### AUSZUG
++++++

Jeremias Gotthelf hat sie in seiner berühmten Novelle Die schwarze Spinne erwähnt; und geheimnisumrankt ist sie noch immer: die mächtige Erdburg Münnenberg in der Gemeinde Lützelflüh.

Die Burgstelle liegt auf einem nach Süden geneigten steilen, bewaldeten Grat nördlich von Grünenmatt und in nächster Nähe des im SW gelegenen Weilers Flüelen. Vom Burgplateau sieht man hinüber zu dem östlich gelegenen Schloß Trachselwald und selbstverständlich nach Sumiswald.

Münnenberg ist in die alte Landvermessung eingebunden: Zur Burg Bärhegen auf dem Bärhegenknubel im NNE von Wasen führt eine Linie des Sonnenaufgangs zur Zeit der Sommersonnenwende. – Und Trachselwald liegt mit Münnenberg auf einer Horizontale.

Die Wehranlage besteht zuerst aus einem ovalen Burghügel mit nord-südlicher Ausrichtung. Dieser hat auf der Südseite ein ausgeprägtes unteres Plateau mit einer Spitze gegen SE. Gegen N ist der Burghügel gegenüber dem Graben um ca. 12 m überhöht, im S sogar ca. 18 m.

Auf halber Höhe hat der Burghügel im N und W einen kleinen Absatz mit einem Randwulst oder kleinen Wall. - Es war dies der Zugangsweg.

Am nördlichen Ende auf der Kuppe des Burghügels deutet ein rundes Loch den alten Sod an.

++++++

### DATENZEILEN
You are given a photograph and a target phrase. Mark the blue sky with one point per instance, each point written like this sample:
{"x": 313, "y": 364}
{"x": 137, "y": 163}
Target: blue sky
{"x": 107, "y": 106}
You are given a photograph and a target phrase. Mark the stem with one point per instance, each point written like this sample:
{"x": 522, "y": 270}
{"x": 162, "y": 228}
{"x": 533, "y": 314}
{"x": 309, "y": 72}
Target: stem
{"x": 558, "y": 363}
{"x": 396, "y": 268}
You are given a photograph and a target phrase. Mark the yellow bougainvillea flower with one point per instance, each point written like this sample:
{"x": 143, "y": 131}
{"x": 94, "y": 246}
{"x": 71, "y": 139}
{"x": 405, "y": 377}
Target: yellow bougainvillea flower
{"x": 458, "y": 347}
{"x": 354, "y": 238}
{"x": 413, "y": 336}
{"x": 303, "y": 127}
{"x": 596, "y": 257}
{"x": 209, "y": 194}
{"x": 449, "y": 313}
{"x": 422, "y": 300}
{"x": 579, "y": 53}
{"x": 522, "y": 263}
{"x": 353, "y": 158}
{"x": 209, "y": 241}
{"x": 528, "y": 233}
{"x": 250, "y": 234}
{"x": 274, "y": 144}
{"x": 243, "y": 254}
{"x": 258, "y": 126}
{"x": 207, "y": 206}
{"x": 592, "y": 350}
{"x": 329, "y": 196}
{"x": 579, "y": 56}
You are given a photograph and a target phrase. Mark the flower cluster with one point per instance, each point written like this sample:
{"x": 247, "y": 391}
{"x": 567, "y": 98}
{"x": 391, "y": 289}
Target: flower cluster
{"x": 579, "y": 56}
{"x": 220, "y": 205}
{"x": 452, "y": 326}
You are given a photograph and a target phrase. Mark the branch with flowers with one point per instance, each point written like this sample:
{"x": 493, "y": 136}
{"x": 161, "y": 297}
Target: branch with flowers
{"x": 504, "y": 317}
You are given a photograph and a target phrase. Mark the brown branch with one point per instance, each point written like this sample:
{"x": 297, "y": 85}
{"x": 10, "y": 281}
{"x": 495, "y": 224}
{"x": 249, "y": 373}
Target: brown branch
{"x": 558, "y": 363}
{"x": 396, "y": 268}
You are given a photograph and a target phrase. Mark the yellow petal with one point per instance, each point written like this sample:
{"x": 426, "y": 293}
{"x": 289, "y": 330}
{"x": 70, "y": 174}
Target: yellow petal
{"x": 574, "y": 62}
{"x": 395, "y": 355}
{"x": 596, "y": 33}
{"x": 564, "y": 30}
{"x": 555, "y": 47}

++++++

### DEINE AUFGABE
Setze den Auszug über die Erdburg Münnenberg im Anschluss an seinen letzten Satz fort. Die Auflistung stammt aus einer anderen Quelle als der Auszug.

### ANTWORT ZUR AUFGABE
Gegen Norden trennte ehemals ein heute grösstenteils zugeschütteter Halsgraben die Burganlage vom Grat.

Gegen Süden hat sich ein Abschnittsgraben mit einem Wall erhalten.

Gegen Osten machte der steile Abhang einen Schutz des Burghügels überflüssig.

Vom Weiler Flüelen her, im Süden, hat sich ein ausgeprägter Hohlweg erhalten.

Die Anlage läßt klar erkennen, daß ein Weg von Norden nach Süden durch die Burganlage geführt wurde. Der Weg, der im Westen längs dem Fuss des Burghügels entlang führt, hat an seiner westlichen Aussenseite an drei Stellen Randwülste oder kleine Wälle. - Ein durchgehender Flankenwall, der später an zwei Stellen unterbrochen worden wäre, lässt sich nicht beweisen.

Ferner fallen auf der Westflanke der Burganlage mehrere Rinnen oder Runsen auf. - Sie könnten der Drainage gedient haben.

Mauerspuren sind auf dem Burghügel nirgends zu finden. Münnenberg war eine reine Erdburg.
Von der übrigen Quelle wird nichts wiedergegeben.